Data section:
----------------
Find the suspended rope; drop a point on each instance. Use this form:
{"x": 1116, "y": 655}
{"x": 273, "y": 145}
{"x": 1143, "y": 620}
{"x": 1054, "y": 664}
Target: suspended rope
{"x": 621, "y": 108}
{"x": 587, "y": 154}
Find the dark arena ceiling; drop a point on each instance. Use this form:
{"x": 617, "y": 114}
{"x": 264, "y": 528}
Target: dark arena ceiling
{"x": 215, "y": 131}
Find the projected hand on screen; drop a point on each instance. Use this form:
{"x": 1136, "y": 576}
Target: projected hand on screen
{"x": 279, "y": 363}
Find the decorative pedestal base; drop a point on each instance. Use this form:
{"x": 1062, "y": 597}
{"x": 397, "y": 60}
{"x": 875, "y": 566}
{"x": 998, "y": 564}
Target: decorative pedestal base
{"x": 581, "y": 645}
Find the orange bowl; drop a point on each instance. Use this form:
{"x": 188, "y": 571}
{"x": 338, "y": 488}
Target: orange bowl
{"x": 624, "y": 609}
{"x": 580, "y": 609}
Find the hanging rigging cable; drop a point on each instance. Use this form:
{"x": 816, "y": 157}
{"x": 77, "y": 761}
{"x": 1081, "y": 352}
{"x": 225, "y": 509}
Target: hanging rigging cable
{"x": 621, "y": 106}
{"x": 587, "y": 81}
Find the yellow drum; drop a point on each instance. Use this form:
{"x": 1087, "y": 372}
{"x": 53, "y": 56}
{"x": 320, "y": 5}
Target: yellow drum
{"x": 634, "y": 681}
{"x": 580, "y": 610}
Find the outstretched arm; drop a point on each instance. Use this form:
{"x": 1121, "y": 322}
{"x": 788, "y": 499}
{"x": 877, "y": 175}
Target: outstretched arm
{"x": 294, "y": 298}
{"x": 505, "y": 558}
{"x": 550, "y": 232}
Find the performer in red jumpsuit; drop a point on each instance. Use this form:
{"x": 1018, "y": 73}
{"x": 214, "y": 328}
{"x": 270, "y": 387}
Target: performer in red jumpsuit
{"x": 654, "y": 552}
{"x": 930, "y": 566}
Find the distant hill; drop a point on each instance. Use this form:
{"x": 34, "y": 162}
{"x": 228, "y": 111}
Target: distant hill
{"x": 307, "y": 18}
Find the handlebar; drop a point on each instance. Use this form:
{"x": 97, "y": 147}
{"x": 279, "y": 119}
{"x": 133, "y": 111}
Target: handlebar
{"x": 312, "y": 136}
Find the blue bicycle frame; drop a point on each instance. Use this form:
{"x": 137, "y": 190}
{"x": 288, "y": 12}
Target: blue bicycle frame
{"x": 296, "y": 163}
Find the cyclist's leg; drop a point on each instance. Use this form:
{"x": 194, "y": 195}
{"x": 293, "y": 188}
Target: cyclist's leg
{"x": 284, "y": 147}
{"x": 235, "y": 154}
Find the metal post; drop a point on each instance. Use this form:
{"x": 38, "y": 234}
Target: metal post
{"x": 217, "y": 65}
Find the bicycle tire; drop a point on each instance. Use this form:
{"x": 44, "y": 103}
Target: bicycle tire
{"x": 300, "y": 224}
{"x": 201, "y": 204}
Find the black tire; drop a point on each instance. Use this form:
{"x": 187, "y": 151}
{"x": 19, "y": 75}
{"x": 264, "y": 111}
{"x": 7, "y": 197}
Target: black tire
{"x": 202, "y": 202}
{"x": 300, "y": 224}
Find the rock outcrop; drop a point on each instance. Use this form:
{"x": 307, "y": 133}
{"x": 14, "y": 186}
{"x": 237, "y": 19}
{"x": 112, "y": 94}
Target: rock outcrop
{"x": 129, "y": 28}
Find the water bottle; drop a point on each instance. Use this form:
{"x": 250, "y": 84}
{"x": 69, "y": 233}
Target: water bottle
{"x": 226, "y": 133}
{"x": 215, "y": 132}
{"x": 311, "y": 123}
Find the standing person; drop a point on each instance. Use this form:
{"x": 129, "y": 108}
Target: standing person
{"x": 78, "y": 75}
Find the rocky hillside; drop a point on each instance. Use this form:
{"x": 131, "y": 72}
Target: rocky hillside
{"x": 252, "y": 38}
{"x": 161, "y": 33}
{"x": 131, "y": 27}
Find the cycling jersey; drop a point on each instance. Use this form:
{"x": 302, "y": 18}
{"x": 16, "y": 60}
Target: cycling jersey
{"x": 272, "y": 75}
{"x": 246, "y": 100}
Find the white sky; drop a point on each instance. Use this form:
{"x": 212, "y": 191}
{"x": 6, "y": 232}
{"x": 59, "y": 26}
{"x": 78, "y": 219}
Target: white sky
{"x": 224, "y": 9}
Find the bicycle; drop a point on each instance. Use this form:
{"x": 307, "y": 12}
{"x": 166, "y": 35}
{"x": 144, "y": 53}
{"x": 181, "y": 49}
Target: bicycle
----------------
Your goal:
Could you transcribe the records in full, exactly?

Task result:
Find the suspended rope; drop a point on each instance. Use this form:
{"x": 1116, "y": 655}
{"x": 273, "y": 145}
{"x": 1143, "y": 620}
{"x": 1054, "y": 664}
Target: suspended rope
{"x": 621, "y": 108}
{"x": 587, "y": 154}
Find the dark arena ceiling; drop a point on each instance. Use this form:
{"x": 617, "y": 114}
{"x": 264, "y": 528}
Target: dark arena ceiling
{"x": 215, "y": 131}
Find the projected hand on screen; drop a point on each instance. Use this form:
{"x": 1136, "y": 576}
Target: projected hand on screen
{"x": 279, "y": 363}
Find the decorative pedestal base; drop a point on each instance. Use this form:
{"x": 1062, "y": 597}
{"x": 397, "y": 60}
{"x": 875, "y": 566}
{"x": 998, "y": 564}
Target: decorative pedestal base
{"x": 581, "y": 645}
Find the orange bowl; drop a point on each instance. Use this form:
{"x": 188, "y": 571}
{"x": 338, "y": 488}
Target: orange bowl
{"x": 624, "y": 609}
{"x": 580, "y": 609}
Find the hanging rigging cable; drop a point on each instance. Use this form:
{"x": 816, "y": 157}
{"x": 77, "y": 761}
{"x": 1081, "y": 352}
{"x": 225, "y": 509}
Target: hanging rigging cable
{"x": 621, "y": 106}
{"x": 587, "y": 81}
Find the yellow drum; drop a point on each instance. Use this form:
{"x": 1087, "y": 372}
{"x": 53, "y": 56}
{"x": 320, "y": 5}
Target: yellow drum
{"x": 634, "y": 681}
{"x": 580, "y": 610}
Find the outstretched arm; drop a point on each instance. Use this form:
{"x": 1121, "y": 322}
{"x": 788, "y": 499}
{"x": 877, "y": 175}
Target: outstretched arm
{"x": 294, "y": 298}
{"x": 505, "y": 558}
{"x": 550, "y": 232}
Find the performer in red jumpsuit; drop a point on each instance. Use this form:
{"x": 1018, "y": 73}
{"x": 214, "y": 328}
{"x": 270, "y": 387}
Target: performer in red jumpsuit
{"x": 654, "y": 552}
{"x": 930, "y": 566}
Find the distant hill; drop a point on each instance. Use this form:
{"x": 34, "y": 162}
{"x": 228, "y": 111}
Target: distant hill
{"x": 307, "y": 18}
Find the handlebar; drop a point on each instance. Use this form:
{"x": 97, "y": 147}
{"x": 279, "y": 119}
{"x": 133, "y": 111}
Target: handlebar
{"x": 312, "y": 136}
Find the blue bicycle frame; drop a point on each instance. Use this form:
{"x": 137, "y": 190}
{"x": 288, "y": 12}
Target: blue bicycle frame
{"x": 296, "y": 163}
Find the cyclist's leg; drop a point on each instance. Use this form:
{"x": 194, "y": 195}
{"x": 293, "y": 188}
Target: cyclist's leg
{"x": 284, "y": 147}
{"x": 235, "y": 154}
Find the metal post; drop a point on each instance. Use this form:
{"x": 38, "y": 234}
Target: metal post
{"x": 217, "y": 65}
Find the bicycle tire; drop a point on each instance. Use this form:
{"x": 44, "y": 103}
Target: bicycle tire
{"x": 300, "y": 224}
{"x": 201, "y": 204}
Find the black tire; drop a point on each instance. Use this form:
{"x": 187, "y": 151}
{"x": 19, "y": 75}
{"x": 264, "y": 111}
{"x": 7, "y": 197}
Target: black tire
{"x": 202, "y": 202}
{"x": 300, "y": 224}
Find the rock outcrop; drop a point on each instance. Use this form:
{"x": 307, "y": 133}
{"x": 14, "y": 186}
{"x": 237, "y": 19}
{"x": 112, "y": 94}
Target: rock outcrop
{"x": 129, "y": 28}
Find the water bottle; drop a point on each instance. Use this form:
{"x": 250, "y": 84}
{"x": 69, "y": 233}
Target: water bottle
{"x": 226, "y": 133}
{"x": 215, "y": 132}
{"x": 311, "y": 123}
Find the standing person; drop a point on each instance. Use this form:
{"x": 129, "y": 108}
Target: standing person
{"x": 78, "y": 75}
Find the rocky hillside; drop a point on each instance. Use this form:
{"x": 131, "y": 72}
Target: rocky hillside
{"x": 252, "y": 38}
{"x": 161, "y": 33}
{"x": 131, "y": 27}
Find the cycling jersey; drop a point on each instance. Use this form:
{"x": 302, "y": 18}
{"x": 16, "y": 60}
Target: cycling jersey
{"x": 272, "y": 75}
{"x": 246, "y": 100}
Find the white sky; drop a point on each instance. Use this form:
{"x": 212, "y": 191}
{"x": 6, "y": 232}
{"x": 59, "y": 26}
{"x": 78, "y": 219}
Target: white sky
{"x": 224, "y": 9}
Find the bicycle; drop a point on each instance. Use this form:
{"x": 307, "y": 12}
{"x": 166, "y": 35}
{"x": 144, "y": 53}
{"x": 181, "y": 49}
Target: bicycle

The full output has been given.